REQUIRED ACTIONS =
A. Answer each question from the page excerpt about the amphibious Countach replica, one per line:
(i) What will the garage be repurposed to house?
(ii) How much money in pounds would be needed for the replica?
(iii) What word does the listing use to describe the build cost?
B. Pick up the page excerpt about the amphibious Countach replica and continue it after its last sentence.

PAGE EXCERPT =
The instant our prototype cold fusion engine fueled by the vaginal bacteria of a Czech underwear model catches the eyes of the scientific community, the first thing we’re doing with the obscene fortune the patent will fetch involves paying the car note, mortgage, student loans and bar tab of every grown man and woman in America.
About five minutes after that, the garage where we developed this red-letter quantum scientific leap alongside chewing gum that coincidentally also tastes like a Czech underwear model’s vagina will be repurposed to house a boat and a Lamborghini Countach.
Since we’re still looking for a DeLorean to round out our design, we would settle for instead scraping together about £18,995 (just a bit under $27,000) to snap up the world’s only amphibious replica Lamborghini Countach, somehow still up for grabs on eBay UK.
Constructed on a tube chassis base, the listing describes the build cost as “horrendous”. We have to assume that’s like calling cold fusion powered by a European hottie’s no-no place “pants-on-head crazy”. This recreation of the stunning Italian sports car is constructed to spot-on proportions, from the horizontally split door windows to molded body panels replicated faithfully from a genuine Sant’Agata-constructed Countach 5000QV updated nose and tail styling that adheres to its Anniversary specs.

DATASET CONTENT =
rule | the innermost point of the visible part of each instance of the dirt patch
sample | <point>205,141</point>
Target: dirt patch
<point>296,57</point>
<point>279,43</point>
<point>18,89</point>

RESULTS IN ORDER =
A.
(i) A boat and a Lamborghini Countach.
(ii) About £18,995.
(iii) "Horrendous."

B.
Looking at the official listing for the “Z1A”, the name Mike Ryan may ring a bell. That’s because England’s SeaRoader Amphibious Vehicles founder warmed up to reaching the mountaintop with the Amphiborghini by putting together some stunning land-and-sea project vehicles seen on BBC’s original Top Gear. Of course, this beast is born with dual rudders, a front hydrofoil, and twin propellers fitted with a power take-off. On land, it rides on a fully adjustable four-wheel pushrod coilover suspension with hydraulic compression helping to pull the wheels into their wells when it’s time to get wet.
In short, it just might share as much DNA with one of James Bond’s Aston Martins as it does with an “ordinary” Lambo. Right down to the smoke-screen button. Yes. Really.
Try to follow this incredible voyage. Once a right-hand drive made for travel in the UK, the Amphiborghini was converted to left-hand drive upon its arrival in Hollywood at some undetermined point. It later made its way back to the UK, where it was converted back to right-hand drive and sold 15 years ago. Today, Ryan admits that the tires, brakes and fuel system could all use a little tinkering to restore its roadworthiness, not to mention replacements for the missing seats and interior carpeting.